◆ Extracted text
━━━━━━━━━━━━━━━━

The youngest victim we met was 17. He was living in a refugee city in 
Ingushetia, next door to Chechnya. We shall call him Peter. He sat in front 
of us, head bowed, terrified of eye contact: 'They handcuffed your arms 
behind your back and hooked the cuffs to a chain so you were suspended from 
the ceiling, with all your weight bearing down on your hands and shoulders. 
And then they would use you like a punchbag. They called this "the swallow". 
They'd hold you for half a day like that.' 


But this wasn't the worst torture for the teenager: 'They put me in a cell. 
There was something chemical in there. They cuffed my hands behind my back 
and said, "Go on, swim". I practically lost my sight when they shoved my head 
in there. There was also something else, a barrel full of water with a cage 
on top. You couldn't get out of there.' 


Peter drew us a map. Painstakingly, Chernokozovo came to life. Barbed wire, 
steps down to his cell, the punishment tank where he was dunked in the 
chemical that left him blind for days.

━━━━━━━━━━━━━━━━

Picture annotation records
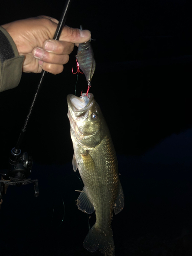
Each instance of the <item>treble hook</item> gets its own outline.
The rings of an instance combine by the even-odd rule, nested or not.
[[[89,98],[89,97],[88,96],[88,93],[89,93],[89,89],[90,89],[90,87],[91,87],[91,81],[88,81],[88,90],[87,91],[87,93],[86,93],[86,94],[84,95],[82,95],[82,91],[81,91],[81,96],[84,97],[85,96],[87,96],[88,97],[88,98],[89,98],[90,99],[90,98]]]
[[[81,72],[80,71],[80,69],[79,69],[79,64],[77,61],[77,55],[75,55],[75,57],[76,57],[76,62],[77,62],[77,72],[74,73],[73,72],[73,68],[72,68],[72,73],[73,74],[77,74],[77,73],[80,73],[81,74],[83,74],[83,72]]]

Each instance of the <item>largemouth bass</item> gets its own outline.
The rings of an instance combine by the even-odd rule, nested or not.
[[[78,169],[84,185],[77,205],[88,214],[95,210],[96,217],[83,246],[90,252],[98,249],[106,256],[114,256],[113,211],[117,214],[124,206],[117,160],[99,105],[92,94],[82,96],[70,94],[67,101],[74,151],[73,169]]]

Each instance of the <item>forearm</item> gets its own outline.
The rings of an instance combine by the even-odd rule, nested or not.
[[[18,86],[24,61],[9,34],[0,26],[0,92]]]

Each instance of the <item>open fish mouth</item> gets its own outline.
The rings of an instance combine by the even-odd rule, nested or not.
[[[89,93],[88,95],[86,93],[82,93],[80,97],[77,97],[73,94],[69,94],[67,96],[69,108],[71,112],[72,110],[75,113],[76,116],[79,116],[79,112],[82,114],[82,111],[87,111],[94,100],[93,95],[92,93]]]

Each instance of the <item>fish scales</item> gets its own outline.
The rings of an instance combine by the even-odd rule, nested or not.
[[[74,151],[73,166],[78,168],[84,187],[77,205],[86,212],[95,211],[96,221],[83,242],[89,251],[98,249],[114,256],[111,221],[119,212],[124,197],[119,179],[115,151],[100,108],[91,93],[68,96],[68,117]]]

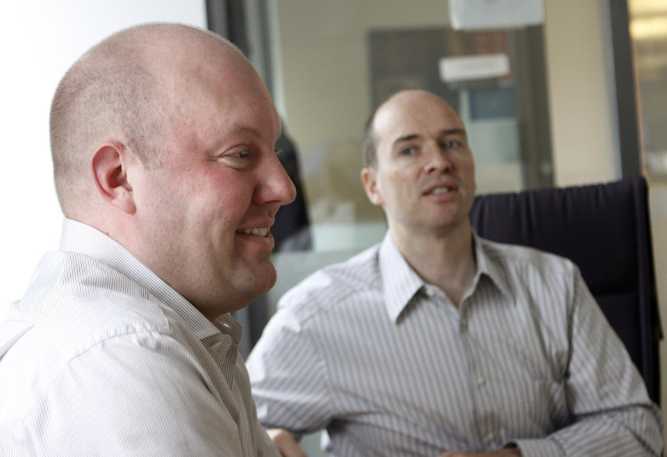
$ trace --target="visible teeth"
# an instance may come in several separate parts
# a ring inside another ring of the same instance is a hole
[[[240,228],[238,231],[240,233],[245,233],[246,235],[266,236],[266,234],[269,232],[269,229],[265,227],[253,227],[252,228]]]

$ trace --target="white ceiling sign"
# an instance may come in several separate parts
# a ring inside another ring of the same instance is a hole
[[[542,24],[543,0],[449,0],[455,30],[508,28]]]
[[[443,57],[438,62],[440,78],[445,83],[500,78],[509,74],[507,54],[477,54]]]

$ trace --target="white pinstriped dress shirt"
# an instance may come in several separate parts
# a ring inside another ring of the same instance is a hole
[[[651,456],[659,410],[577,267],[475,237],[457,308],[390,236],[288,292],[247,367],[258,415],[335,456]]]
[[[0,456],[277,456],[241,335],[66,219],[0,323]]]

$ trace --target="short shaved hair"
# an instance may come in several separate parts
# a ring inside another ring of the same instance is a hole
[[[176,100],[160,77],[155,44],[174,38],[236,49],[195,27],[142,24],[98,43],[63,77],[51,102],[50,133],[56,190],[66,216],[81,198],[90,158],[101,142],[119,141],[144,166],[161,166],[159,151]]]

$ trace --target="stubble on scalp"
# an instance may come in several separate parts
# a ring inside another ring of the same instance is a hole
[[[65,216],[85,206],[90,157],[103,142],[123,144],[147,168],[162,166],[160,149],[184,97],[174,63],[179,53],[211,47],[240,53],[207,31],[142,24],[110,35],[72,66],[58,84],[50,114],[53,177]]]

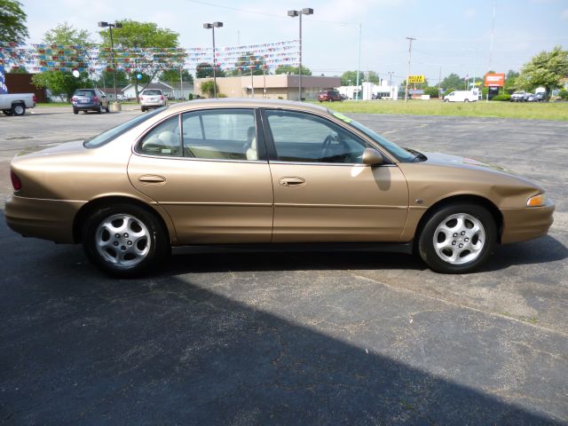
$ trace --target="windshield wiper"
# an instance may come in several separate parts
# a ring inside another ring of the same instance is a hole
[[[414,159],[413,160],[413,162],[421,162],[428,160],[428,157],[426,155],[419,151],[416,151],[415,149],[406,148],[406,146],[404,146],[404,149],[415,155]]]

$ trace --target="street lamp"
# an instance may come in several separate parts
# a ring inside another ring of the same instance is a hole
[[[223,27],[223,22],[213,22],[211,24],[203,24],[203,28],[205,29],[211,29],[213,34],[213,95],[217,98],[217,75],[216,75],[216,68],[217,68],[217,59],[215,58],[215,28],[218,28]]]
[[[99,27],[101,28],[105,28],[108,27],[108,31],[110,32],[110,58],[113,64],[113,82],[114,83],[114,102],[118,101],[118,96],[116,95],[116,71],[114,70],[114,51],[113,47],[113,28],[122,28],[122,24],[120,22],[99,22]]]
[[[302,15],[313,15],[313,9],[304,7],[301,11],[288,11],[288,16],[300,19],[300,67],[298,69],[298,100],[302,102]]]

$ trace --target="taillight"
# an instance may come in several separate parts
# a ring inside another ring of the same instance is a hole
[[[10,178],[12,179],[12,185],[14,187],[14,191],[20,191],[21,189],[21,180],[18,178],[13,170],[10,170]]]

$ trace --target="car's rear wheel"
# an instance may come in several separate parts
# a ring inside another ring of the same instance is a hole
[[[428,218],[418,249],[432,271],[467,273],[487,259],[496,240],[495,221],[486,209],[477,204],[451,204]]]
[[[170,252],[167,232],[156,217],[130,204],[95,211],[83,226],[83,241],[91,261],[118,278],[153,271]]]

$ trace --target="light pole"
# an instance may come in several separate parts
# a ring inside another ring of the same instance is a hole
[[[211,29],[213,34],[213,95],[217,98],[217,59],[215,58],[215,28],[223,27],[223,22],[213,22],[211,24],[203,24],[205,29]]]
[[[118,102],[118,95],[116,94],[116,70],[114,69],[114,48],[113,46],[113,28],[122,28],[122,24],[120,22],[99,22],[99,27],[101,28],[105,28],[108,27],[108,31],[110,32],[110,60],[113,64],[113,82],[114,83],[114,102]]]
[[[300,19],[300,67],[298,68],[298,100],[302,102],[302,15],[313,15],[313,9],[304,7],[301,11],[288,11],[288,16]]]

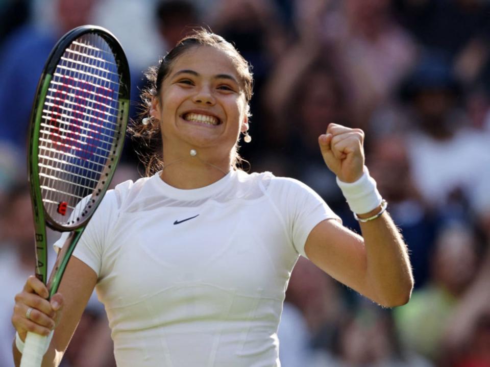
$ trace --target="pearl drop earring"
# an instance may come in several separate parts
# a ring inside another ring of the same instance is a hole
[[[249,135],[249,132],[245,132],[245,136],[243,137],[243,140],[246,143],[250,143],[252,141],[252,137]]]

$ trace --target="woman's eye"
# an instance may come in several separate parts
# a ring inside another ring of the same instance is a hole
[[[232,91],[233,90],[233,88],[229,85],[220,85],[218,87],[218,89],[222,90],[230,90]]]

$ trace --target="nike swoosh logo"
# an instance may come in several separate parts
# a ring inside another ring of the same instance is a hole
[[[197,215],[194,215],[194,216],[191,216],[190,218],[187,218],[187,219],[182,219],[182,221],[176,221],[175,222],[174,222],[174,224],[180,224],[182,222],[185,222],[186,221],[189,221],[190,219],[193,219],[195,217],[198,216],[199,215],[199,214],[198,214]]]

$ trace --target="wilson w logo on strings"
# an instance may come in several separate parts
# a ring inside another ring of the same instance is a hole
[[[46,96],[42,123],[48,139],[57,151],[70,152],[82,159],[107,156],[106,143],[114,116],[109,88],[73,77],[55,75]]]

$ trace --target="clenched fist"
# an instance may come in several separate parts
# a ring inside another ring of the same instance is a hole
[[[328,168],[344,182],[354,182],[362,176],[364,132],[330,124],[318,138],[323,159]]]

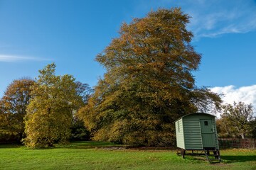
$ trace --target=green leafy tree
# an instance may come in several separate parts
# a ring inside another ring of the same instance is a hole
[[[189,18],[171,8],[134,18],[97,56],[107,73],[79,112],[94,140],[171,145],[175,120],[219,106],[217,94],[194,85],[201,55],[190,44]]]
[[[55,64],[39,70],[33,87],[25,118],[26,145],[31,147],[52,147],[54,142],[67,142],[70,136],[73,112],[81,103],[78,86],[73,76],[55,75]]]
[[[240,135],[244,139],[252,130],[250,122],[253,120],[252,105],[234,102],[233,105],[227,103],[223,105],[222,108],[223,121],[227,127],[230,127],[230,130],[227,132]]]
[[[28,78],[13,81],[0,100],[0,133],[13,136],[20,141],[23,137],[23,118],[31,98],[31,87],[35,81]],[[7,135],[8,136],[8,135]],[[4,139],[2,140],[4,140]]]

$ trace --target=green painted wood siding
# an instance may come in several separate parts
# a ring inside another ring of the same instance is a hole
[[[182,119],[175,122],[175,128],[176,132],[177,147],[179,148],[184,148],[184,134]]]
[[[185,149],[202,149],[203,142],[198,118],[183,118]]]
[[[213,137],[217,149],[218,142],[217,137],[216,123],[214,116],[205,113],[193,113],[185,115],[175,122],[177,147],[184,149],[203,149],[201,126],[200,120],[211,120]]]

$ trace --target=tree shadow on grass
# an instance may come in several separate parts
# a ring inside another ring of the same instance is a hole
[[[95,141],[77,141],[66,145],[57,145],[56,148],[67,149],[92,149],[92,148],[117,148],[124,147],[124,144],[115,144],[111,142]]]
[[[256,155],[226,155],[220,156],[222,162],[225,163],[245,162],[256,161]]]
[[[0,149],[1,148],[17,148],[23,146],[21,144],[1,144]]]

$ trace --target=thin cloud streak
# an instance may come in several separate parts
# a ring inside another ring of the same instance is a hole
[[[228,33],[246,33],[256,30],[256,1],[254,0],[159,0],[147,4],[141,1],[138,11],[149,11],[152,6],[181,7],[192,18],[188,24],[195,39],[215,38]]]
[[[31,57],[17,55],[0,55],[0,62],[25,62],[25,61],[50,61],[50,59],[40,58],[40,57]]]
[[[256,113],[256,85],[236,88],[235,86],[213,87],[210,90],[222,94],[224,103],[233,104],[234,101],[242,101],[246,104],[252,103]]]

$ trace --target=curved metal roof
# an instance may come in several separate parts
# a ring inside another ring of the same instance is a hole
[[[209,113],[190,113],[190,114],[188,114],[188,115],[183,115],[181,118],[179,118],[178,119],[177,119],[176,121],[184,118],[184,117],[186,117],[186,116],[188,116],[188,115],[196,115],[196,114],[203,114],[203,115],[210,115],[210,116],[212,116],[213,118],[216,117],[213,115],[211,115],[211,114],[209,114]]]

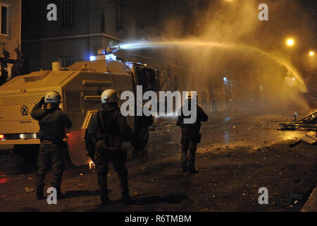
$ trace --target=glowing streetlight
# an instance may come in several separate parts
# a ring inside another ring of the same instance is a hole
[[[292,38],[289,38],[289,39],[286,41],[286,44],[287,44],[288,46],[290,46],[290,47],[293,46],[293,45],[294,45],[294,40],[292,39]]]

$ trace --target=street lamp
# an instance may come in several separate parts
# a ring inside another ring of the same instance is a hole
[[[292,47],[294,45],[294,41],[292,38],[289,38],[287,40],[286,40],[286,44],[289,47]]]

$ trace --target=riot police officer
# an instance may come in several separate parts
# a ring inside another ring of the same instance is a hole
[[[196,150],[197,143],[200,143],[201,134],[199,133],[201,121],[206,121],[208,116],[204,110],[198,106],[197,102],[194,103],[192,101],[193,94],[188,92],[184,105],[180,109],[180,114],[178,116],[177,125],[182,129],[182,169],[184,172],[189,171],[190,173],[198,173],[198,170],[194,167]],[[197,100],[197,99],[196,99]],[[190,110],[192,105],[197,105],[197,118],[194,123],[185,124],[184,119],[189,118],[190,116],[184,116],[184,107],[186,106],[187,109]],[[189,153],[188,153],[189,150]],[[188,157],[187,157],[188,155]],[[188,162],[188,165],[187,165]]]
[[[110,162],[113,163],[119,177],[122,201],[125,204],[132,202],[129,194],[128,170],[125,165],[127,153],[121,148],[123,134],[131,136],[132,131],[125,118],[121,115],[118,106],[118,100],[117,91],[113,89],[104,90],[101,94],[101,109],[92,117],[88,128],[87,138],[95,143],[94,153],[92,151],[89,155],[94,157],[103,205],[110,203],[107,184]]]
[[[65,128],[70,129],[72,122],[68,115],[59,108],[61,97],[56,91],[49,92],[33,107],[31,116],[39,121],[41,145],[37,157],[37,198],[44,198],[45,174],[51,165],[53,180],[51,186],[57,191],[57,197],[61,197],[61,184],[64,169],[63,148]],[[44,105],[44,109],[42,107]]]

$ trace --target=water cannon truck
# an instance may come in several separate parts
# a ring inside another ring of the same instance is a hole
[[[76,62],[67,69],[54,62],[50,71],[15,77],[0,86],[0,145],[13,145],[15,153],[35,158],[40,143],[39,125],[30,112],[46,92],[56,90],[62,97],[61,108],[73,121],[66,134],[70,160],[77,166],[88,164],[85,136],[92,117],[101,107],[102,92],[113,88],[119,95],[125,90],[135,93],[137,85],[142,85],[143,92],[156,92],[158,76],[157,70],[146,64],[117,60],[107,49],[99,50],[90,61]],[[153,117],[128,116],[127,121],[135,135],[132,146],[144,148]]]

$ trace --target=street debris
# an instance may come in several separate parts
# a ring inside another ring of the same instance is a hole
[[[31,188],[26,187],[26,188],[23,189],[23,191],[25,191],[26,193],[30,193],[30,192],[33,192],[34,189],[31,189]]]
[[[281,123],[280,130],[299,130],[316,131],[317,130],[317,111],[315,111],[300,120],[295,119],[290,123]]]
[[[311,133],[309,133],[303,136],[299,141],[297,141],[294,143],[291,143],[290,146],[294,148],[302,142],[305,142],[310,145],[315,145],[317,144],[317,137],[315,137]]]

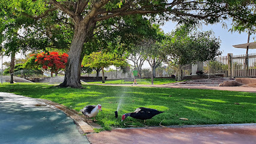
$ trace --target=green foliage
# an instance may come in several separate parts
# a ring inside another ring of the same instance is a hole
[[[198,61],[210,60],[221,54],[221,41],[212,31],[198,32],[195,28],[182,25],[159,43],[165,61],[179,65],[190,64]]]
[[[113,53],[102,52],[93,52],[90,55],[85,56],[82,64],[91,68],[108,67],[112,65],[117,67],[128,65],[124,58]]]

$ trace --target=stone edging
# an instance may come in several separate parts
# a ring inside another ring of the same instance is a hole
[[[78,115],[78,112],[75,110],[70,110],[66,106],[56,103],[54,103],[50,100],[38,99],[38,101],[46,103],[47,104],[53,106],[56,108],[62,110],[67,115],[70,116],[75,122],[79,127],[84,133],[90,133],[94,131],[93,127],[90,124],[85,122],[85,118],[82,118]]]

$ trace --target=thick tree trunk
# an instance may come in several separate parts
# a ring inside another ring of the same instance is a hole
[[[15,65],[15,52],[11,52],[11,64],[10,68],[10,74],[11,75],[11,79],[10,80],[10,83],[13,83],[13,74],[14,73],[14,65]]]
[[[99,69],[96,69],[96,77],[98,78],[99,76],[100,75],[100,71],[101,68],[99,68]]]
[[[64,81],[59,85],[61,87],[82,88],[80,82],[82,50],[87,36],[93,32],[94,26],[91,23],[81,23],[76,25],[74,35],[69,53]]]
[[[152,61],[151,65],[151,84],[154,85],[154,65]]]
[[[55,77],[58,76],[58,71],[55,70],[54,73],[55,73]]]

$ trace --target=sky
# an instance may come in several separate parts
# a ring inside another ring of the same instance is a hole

━━━━━━━━━━━━━━━━

◆ Required tasks
[A] In the Chernokozovo excerpt, what name did the captors give to suspending a prisoner by cuffed arms from the ceiling?
[B] For each statement, say whether the Chernokozovo excerpt supports it, and quote the words that decide it.
(i) Peter was living in a refugee city in Chechnya.
(ii) Peter described the suspension from the ceiling as his worst torture.
(iii) Peter drew a map for the writers.
Rely only on the Chernokozovo excerpt.

◆ Final answers
[A] "The swallow"

[B]
(i) No: "living in a refugee city in Ingushetia, next door to Chechnya"
(ii) No: "But this wasn't the worst torture for the teenager"
(iii) Yes: "Peter drew us a map."